— begin Text provided —

Advertisement

Banks Cross the Line to Seek Profits : Finance: San Diego institutions are tapping markets in counties to the north, with Temecula in Riverside County a prime target.

Share
TIMES STAFF WRITER

When Escondido-based North County Bank opened a branch in Temecula in 1985, the only competitors were the locally owned Overland Bank and branch offices of Bank of America, Security Pacific and Great American.

But the Riverside County town’s once-tiny financial industry has been growing in stature along with the area’s population, and most of the new banking arrivals are San Diego County institutions that have crossed the county line in search of profits.

Temecula isn’t the only destination for San Diego’s growth-minded institutions. Local banks and savings and loans have established footholds elsewhere in Riverside County and in Orange and Los Angeles counties.

Advertisement

Bank and S&L; executives said the northward migration is driven by the fact that San Diego County has relatively few locations left to support new branches. Still, local institutions have moved cautiously into neighboring counties. Executives said they have selected niche markets that should provide few surprises and a greater likelihood of success.

They have also built office staffs partly by hiring employees from out-of-county competitors rather than sending San Diego-based bankers into unfamiliar territory.

“That was the key for us opening in Riverside,” said First National Bank spokesman Ron Phillips, which opened a Riverside branch office last year. “We were able to bring on board experienced bankers who’d lived and worked in that market. Opening a branch is easier when you have that kind of” experience.

The county line proved to be no great hurdle for local institutions in Temecula, executives said. Its location near the county line on Interstate 15 makes it seem more of an extension of North County than a part of Riverside County, they said.

North County Bank moved into Temecula because the area shared many traits with North County, said Mike Gilligan, the bank’s chief financial officer. “We’ve had a tremendous response from the people up there. It’s grown fast. . . . We already have $35 million in deposits.”

ENB Holding Co., which owns Escondido National Bank and San Marcos National Bank, has also enjoyed rapid growth in Temecula. Last year, ENB expanded into Temecula through the addition of an Escondido National branch. But in July, ENB won regulatory approval to open a new bank, Temecula Valley National Bank, which absorbed that operation. The new bank, with assets of $32 million, opened a branch office in nearby Murrieta in August.

Advertisement

Temecula is “working out well for us,” said Harvey J. Mitchell, president of ENB. “We’re in storefronts in both Temecula and Murrieta, but we’ve bought property in Temecula and we’re starting work on a 10,000-square-foot main office building.”

ENB capitalized the new bank with $3.5 million of a $5-million private stock offering that was completed in May, Mitchell said. The remainder of the new capital was allocated to ENB’s two existing banks.

While 1989 marked San Diego Trust & Savings Bank’s 100th anniversary, it also marked the opening of a Temecula branch that became the first out-of-county branch for San Diego County’s largest independent bank.

San Diego Trust & Savings, with 50 branch offices, has largely saturated the San Diego market, President Daniel D. Herde said. The bank reviewed several out-of-county expansion plans but was most comfortable with the burgeoning Rancho California/Temecula area.

— end Text provided —
— begin Excerpted records —

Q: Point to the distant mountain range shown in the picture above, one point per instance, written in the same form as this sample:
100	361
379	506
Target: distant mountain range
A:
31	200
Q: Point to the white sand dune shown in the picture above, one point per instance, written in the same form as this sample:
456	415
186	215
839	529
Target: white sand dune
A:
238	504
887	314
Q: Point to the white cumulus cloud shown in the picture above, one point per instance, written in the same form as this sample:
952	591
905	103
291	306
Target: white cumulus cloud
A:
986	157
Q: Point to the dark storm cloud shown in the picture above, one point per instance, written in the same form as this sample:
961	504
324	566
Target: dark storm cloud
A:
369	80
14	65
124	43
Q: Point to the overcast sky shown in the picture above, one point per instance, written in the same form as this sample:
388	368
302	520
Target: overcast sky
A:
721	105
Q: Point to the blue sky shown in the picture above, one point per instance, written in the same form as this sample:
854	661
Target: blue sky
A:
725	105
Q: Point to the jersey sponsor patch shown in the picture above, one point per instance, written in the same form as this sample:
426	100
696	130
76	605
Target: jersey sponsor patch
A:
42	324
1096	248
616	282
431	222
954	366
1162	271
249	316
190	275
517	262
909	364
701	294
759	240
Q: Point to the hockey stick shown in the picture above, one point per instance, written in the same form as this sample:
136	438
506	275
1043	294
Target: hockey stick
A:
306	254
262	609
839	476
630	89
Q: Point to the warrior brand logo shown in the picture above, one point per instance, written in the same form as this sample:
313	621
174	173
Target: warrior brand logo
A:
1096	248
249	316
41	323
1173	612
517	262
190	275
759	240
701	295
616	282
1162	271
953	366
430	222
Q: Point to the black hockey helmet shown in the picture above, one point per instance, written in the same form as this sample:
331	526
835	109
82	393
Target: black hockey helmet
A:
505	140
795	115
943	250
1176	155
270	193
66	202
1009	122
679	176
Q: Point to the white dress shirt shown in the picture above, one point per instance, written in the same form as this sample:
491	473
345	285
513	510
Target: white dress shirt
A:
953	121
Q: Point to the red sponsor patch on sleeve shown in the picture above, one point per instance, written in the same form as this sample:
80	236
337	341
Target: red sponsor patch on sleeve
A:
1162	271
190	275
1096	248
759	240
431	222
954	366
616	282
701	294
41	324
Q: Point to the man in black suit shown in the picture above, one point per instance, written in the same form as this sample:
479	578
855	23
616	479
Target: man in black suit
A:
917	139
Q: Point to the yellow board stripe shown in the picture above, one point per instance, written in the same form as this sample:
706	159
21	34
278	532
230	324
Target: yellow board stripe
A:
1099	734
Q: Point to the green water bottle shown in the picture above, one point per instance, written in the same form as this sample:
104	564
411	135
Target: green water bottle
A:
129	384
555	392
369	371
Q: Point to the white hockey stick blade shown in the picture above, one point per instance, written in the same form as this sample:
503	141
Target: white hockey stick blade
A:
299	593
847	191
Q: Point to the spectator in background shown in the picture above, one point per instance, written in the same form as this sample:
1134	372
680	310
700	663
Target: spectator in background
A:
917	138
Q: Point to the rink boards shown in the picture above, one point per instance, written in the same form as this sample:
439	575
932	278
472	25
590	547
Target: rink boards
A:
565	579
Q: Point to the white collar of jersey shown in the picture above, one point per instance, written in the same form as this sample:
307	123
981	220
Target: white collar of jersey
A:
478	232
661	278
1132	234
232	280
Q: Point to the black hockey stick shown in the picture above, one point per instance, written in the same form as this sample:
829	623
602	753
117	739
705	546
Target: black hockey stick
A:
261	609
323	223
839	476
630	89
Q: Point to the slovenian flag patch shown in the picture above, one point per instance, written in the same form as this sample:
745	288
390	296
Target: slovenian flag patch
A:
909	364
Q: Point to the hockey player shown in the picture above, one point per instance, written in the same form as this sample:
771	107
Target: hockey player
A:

— end Excerpted records —

- Aim of the task
Continue the news story about San Diego banks expanding into Temecula, picking up right after its final sentence.

- Reply
“We took a look and were encouraged by the market studies,” Herde said. “We felt that it was one area where we could manage comfortably . . . and it’s not far from Fallbrook, where we have a branch.”

San Diego-based Bank of Commerce opened a branch office this past summer in Temecula, an area President Peter Davis described as “almost an extension” of its market.

Advertisement

But distance was not an important factor for Bank of Commerce, which early this year opened a Small Business Administration loan-origination office in Glendale.

Bank of Commerce, which wanted to expand its SBA business outside San Diego, could have crossed over into Orange County, Davis said, but it opted for Los Angeles County because “Orange already had two or three big (SBA) players. . . . Rather than buck them with just one office, we decided to go to Los Angeles,” where there is less competition for SBA loans, Davis said.

In less than a year, Bank of Commerce’s Glendale office has become Los Angeles County’s sixth-largest SBA lender, Davis said. With its Los Angeles office up and running, the bank recently opened a full-service branch office in the city of Orange.

Once Bank of Commerce made the decision to attack Los Angeles, Davis looked for office space near the local SBA district office. By chance, the office, in downtown Los Angeles, was moving to Glendale, and Bank of Commerce is now located just down the hall from it.

In retrospect, Davis agreed that “conventional wisdom said that L.A.’s already got sufficient banking services.” Still, Bank of Commerce, which stuck to its SBA lending niche, is thriving despite the fact that it sits across the street from a Bank of America branch and within a stone’s throw of at least 10 other financial institutions.

Other local institutions have made their own moves out of San Diego County.

La Jolla Bank SSB, which recently changed its name from La Jolla Savings Bank, fulfilled its desire to enter the Orange County market when it purchased a branch office in Mission Viejo from San Diego-based Flagship Federal Savings & Loan. La Jolla Bank also plans to open a branch office in Indian Wells near Palm Springs.

Advertisement

First National Bank, which several years ago identified Riverside and San Bernardino counties as potentially lucrative areas, has a branch office in Riverside, and might eventually add offices along the I-15 corridor. It has also opened a loan origination office in Bakersfield.

BSD Bancorp, a bank holding company that owns Bank of San Diego, acquired Long Beach-based Coast Bank in 1982. BSD “would like to make acquisitions of other (out-of-county) banks,” said Vito Guarino, president of BSD Bancorp. “We know that out-of-county can be profitable because Coast has been our most successful operation over the past five years.”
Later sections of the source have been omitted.